▶ **RECORDED INFORMATION**
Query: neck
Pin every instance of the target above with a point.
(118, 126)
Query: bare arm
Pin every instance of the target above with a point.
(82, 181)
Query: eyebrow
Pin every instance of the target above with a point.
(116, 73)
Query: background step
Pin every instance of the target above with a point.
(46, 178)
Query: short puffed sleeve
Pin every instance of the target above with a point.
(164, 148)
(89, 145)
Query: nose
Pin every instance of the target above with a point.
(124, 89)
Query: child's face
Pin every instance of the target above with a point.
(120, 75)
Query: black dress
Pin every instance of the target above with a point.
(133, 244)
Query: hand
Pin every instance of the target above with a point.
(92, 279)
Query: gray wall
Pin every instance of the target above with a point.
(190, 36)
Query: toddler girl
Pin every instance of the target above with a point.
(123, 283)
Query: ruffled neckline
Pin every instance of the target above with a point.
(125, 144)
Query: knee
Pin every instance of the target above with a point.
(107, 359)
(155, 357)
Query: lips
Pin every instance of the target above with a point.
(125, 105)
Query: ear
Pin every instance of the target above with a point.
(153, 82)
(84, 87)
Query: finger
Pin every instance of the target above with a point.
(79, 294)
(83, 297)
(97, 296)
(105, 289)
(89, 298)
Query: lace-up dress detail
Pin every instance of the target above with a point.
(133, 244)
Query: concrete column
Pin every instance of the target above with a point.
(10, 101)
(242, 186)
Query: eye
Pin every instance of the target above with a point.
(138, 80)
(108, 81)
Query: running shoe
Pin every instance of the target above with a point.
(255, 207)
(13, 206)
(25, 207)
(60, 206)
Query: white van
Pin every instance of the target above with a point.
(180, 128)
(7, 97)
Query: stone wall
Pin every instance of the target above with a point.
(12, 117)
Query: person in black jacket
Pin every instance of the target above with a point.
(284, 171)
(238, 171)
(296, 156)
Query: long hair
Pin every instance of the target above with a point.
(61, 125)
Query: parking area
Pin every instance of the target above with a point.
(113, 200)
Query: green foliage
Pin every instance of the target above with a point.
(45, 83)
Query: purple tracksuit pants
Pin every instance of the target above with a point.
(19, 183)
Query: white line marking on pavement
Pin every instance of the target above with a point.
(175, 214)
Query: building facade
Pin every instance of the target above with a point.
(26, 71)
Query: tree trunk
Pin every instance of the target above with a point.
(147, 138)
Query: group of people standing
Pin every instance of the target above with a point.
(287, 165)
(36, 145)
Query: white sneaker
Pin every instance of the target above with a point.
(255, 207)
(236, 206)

▶ **DESCRIPTION OF THE TASK**
Please return exactly the lines from the first line of the material through the one with "Query: short puffed sleeve", and no lines after it.

▶ **YOUR RESPONSE**
Query: neck
Pin every instance of the target above with a point.
(118, 126)
Query: bare arm
Pin every instance of the target above with a point.
(82, 181)
Query: eyebrow
Pin every instance of the target above with a point.
(116, 73)
Query: background step
Pin every instance of the target above with a point.
(46, 178)
Query: short puffed sleeve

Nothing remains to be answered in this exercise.